▶ QUOTED PASSAGE:
_ _ _ _ _

# BARITONE/BASS TOURNAMENT (Bonus Matchup): Brownlee vs Siepi vs Waechter



## Bonetan (Dec 22, 2016)

John Brownlee, Australia, 1900-1969











Cesare Siepi, Italy, 1923-2010 (defeated Furlanetto 20-1, defeated by Plancon 15-4)











Eberhard Waechter, Austria, 1929-1992


----------



## Bonetan (Dec 22, 2016)

*_max 5 videos per post_

'Fin ch'han dal vino' and 'Deh vieni alla finestra' from Mozart's _Don Giovanni_.

Who's singing did you prefer and why?


----------



## Tsaraslondon (Nov 7, 2013)

Bonetan said:


> *_max 5 videos per post_
> 
> 'Fin ch'han dal vino' and 'Deh vieni alla finestra' from Mozart's _Don Giovanni_.
> 
> Who's singing did you prefer and why?


This video is "unavailable in my country". I used this one.


----------



## Tsaraslondon (Nov 7, 2013)

I want my Don Giovanni to sound demonic in _Fin ch'an dal vino_ and seductive in _Deh vieni alla finestra_ and, from those above, the singer who does both for me is Eberhard Wächter. He's immeasurably helped by Giulini, who whips up something of a storm in the first and sets just the right tempo for the Serenade.

Brownlee was a name I knew, but I don't know if I'd actually heard him before. A very fine voice and singer, but I got less of the character from him. Ditto, surpisingly, Siepi. The slow speed for the Drinking Song (Furtwängler) robs it of demonic force.

Of course my decision could well be swayed by the fact that I know the Giulini recording so well and have been brought up on Wächter's performance, but, in sound terms alone, he is the most convincing Don for me.


----------



## The Conte (May 31, 2015)

What Tsaras said!

N.


----------



## nina foresti (Mar 11, 2014)

I was confused by two different arias and wondered which one we were supposed to use for our final decision.
And then I heard "that voice" -- a bass who just grabs me every time. His sound, his musicality, just leaves me limp. 
So Siepi gets my vote but not without mentioning that I was really torn with the Waecher version which was a bit faster and appealing in that way and his voice is a beautiful and engaging one as well.
If it were not for that Siepi sound it would be a toss-up.


----------



## wkasimer (Jun 5, 2017)

_ _ _ _ _

▶ SUPPLIED MATERIAL:

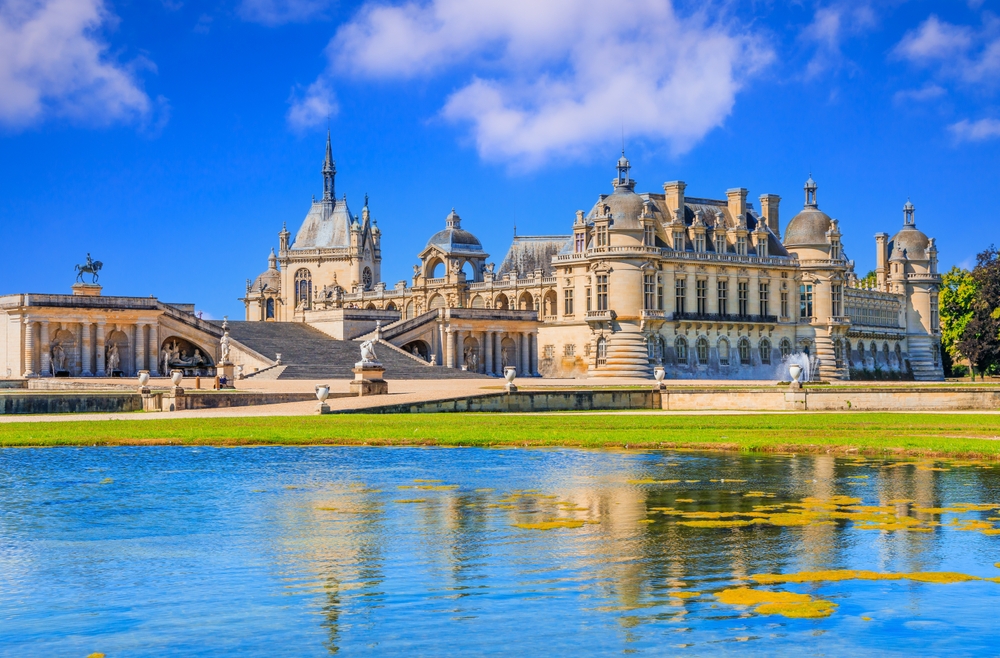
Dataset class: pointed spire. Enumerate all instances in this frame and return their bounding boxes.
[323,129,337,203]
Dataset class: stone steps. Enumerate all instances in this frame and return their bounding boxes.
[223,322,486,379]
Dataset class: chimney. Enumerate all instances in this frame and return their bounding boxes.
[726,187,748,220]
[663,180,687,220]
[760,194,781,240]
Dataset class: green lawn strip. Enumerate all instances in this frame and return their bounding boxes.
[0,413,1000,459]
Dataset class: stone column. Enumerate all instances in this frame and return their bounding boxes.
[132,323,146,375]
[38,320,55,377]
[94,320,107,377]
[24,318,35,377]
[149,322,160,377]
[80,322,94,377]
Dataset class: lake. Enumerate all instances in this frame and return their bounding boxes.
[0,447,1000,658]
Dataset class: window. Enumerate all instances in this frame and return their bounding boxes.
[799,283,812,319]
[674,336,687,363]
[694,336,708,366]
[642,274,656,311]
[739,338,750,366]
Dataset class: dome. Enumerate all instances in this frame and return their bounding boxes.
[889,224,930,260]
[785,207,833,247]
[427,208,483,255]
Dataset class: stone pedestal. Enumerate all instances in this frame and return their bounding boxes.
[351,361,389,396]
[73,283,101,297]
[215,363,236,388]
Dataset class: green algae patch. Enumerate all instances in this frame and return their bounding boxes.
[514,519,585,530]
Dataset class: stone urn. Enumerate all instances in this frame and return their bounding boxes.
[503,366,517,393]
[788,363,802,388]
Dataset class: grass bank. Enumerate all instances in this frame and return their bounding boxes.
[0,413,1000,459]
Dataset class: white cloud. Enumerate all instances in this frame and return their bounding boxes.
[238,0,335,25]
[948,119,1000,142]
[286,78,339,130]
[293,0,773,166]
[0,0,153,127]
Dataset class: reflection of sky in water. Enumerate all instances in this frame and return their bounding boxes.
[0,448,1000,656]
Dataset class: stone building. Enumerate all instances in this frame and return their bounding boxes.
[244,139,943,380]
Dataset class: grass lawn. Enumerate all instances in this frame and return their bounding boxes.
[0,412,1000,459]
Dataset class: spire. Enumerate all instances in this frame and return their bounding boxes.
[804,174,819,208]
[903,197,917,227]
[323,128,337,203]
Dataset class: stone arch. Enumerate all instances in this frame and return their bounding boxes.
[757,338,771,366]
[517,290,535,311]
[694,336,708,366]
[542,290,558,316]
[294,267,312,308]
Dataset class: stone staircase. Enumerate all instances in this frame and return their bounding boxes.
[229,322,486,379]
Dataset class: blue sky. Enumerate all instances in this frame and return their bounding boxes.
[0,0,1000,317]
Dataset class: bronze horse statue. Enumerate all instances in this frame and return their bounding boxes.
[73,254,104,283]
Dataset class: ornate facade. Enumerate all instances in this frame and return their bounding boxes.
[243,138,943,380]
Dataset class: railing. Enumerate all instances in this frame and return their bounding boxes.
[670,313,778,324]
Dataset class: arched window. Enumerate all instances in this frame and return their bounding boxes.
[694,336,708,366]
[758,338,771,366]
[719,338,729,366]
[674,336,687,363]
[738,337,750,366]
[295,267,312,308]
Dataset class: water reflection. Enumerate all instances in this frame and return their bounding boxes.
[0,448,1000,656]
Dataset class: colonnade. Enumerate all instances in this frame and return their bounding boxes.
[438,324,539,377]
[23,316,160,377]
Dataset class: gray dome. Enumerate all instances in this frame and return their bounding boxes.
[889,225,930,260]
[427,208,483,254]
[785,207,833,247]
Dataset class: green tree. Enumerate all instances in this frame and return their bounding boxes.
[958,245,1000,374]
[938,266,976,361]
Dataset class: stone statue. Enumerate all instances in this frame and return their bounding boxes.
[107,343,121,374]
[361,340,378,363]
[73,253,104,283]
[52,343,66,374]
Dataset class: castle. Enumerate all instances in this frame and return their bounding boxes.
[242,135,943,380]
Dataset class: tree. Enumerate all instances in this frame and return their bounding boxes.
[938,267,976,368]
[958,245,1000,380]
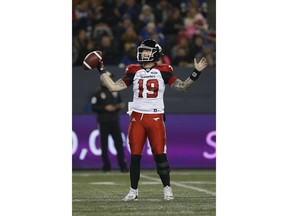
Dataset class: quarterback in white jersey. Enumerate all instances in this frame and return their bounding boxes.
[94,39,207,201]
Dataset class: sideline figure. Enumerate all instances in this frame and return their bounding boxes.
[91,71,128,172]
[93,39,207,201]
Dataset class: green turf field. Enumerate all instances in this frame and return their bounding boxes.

_ _ _ _ _

▶ WORK TO COMPLETE:
**A)** In the tournament thread, which conductor does Tsaraslondon say greatly helps Wächter's performance?
**B)** Write out the part of the tournament thread between "## nina foresti" and "one as well.", inclusive.
**C)** Write the next part of the tournament thread, picking up after its final line.

▶ ANSWERS FOR THE EXERCISE:
**A)** Giulini.

**B)**
## nina foresti (Mar 11, 2014)

I was confused by two different arias and wondered which one we were supposed to use for our final decision.
And then I heard "that voice" -- a bass who just grabs me every time. His sound, his musicality, just leaves me limp. 
So Siepi gets my vote but not without mentioning that I was really torn with the Waecher version which was a bit faster and appealing in that way and his voice is a beautiful and engaging one as well.

**C)**
These are versions I know very well. That Fritz Busch recording with Brownlee was my first (and for many years my only) recording of Don Giovanni. Brownlee sings the music very accurately and musically, but his vocal personality is all wrong - I remember a critic calling him "Jeeves-like", and I think that's pretty accurate.

The Giulini recording with Waechter was my second recording, and I've never cared much for Waechter's rather Teutonic approach to this role - too much bluster, not enough real singing, and I don't like the way that he hammers on the downbeats in "Fin ch'han dal vino"

Siepi sings beautifully and has exactly the right suave sonority that the role needs. I wish that the tempo were a bit faster, but his version is still a pretty easy choice for me.


----------



## Woodduck (Mar 17, 2014)

I agree basically with Tsaraslondon, although Wachter is a bit shouty and overemphatic in "Fin ch'han dal vino." Of the three, only Brownlee executes all the notes in this. Wachter is the only one to make the serenade sound charming. Siepi has all the right ideas and the most impressive instrument, but sounds a bit ponderous, which the Don should never be. I find this a close contest, but will take Wachter for the character he brings to both arias.


----------



## Allegro Con Brio (Jan 3, 2020)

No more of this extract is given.